## Textauszug
━━━━

Veröffentlicht am 15.10.2019

schon am vergangenen Dienstagabend verstörte diese Meldung sehr: In einem Friedenauer Lokal redet ein Holocaust-Leugner bei einer Veranstaltung. Am Mittwoch drauf, nach den Morden und dem Anschlag auf die Synagoge in Halle, ist der Gedanke daran schier unerträglich.

Protest am Breslauer Platz. Am Dienstagabend redete bei den rechtsextremen sogenannten „Dienstagsgesprächen“ der aus der Schweiz stammende Holocaust-Leugner Bernhard Schaub. Er war einst Lehrer an einer Waldorfschule und hält seit Jahren bei Rechtsextremen und Neonazi-Veranstaltungen seine Vorträge. Der Organisator der Dienstagsgespräche, Hans-Ulrich Pieper, kündigte ihn als einen der „besten Volks-Redner“ an. Das Thema: „Deutschland vor der Entscheidung – Von der gesellschaftlichen Dekadenz zur nationalen Erhebung!“ Unter den Teilnehmern waren auch Mitglieder der NPD aus Reinickendorf, die von der Veranstaltung twitterten.

━━━━

## Daten zur punktbasierten Beschriftung von Fotos
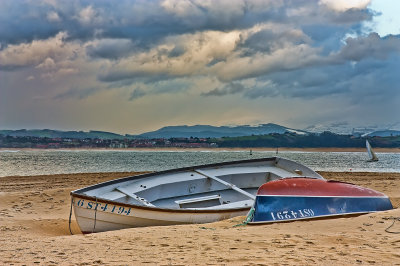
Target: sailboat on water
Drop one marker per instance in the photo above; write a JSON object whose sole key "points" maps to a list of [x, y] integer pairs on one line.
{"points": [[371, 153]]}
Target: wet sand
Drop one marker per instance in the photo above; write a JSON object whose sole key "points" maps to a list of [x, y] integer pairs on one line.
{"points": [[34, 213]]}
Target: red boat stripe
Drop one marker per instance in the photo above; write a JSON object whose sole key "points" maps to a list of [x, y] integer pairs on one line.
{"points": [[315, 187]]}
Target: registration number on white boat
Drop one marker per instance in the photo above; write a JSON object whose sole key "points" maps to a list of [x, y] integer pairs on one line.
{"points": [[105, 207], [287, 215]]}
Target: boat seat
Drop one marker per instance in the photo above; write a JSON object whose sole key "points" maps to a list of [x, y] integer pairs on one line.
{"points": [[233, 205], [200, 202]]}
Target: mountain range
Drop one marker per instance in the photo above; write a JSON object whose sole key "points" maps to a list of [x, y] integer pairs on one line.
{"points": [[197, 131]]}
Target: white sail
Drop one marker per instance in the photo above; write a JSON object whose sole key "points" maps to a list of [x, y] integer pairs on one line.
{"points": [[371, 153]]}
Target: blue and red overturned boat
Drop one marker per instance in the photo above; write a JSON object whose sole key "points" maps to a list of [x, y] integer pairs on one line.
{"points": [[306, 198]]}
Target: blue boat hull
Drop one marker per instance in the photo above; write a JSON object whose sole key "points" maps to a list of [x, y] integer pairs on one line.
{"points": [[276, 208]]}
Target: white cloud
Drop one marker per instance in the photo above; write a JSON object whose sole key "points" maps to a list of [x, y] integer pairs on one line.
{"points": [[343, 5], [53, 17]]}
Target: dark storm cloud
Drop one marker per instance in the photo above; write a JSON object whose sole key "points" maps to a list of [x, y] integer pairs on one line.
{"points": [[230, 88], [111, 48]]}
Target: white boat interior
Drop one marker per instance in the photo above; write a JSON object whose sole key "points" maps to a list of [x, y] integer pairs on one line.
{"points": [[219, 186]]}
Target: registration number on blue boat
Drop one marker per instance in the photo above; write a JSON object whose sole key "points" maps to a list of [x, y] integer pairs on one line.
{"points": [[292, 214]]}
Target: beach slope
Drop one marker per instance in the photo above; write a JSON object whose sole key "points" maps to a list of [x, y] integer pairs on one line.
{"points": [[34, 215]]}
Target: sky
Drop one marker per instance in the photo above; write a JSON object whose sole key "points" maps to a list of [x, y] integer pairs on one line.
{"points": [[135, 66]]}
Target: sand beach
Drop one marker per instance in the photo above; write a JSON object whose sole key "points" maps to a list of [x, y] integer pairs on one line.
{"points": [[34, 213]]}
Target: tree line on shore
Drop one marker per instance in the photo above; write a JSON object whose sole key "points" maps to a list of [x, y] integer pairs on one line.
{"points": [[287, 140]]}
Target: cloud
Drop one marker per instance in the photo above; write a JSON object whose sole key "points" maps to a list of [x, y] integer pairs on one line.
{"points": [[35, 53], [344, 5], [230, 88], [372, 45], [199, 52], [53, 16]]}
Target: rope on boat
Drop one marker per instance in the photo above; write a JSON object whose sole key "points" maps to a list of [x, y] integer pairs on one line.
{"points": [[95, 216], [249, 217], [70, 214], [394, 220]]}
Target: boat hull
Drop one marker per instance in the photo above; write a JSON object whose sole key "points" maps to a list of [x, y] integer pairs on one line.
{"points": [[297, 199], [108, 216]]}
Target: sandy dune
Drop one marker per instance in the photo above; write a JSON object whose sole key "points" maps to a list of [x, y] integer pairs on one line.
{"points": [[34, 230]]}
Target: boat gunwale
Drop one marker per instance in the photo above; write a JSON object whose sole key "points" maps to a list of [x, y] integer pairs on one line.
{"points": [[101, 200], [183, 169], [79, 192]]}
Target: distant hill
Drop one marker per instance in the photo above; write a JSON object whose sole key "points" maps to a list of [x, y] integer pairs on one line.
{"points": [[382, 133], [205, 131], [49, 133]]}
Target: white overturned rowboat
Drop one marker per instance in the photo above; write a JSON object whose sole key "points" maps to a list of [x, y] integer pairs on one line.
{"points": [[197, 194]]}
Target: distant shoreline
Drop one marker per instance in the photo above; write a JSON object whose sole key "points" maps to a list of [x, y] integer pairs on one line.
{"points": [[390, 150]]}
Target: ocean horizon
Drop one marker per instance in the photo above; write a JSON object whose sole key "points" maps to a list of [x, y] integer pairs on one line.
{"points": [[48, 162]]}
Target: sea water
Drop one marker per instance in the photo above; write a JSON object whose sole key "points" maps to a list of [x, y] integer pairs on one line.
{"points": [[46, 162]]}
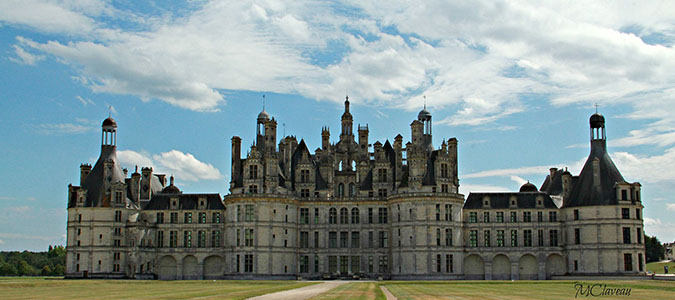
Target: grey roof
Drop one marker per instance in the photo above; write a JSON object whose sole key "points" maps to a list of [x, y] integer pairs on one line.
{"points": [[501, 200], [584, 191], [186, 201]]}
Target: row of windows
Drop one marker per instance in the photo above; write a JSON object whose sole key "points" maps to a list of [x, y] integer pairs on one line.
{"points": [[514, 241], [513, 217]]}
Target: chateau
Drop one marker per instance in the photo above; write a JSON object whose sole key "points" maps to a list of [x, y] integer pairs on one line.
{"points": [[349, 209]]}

━━━━

## Arbeitsanweisung
Fasse den Textauszug in genau zwei Sätzen zusammen. Die Auflistung stammt aus einer anderen Quelle.

## Schriftliche Antwort
Bei den rechtsextremen „Dienstagsgesprächen“ in einem Friedenauer Lokal sprach am Dienstagabend der aus der Schweiz stammende Holocaust-Leugner Bernhard Schaub, ein früherer Waldorflehrer, der seit Jahren bei Rechtsextremen und Neonazi-Veranstaltungen Vorträge hält. Unter den Teilnehmern waren NPD-Mitglieder aus Reinickendorf, am Breslauer Platz gab es Protest, und nach den Morden und dem Anschlag auf die Synagoge in Halle am Tag darauf ist der Gedanke an die Veranstaltung schier unerträglich.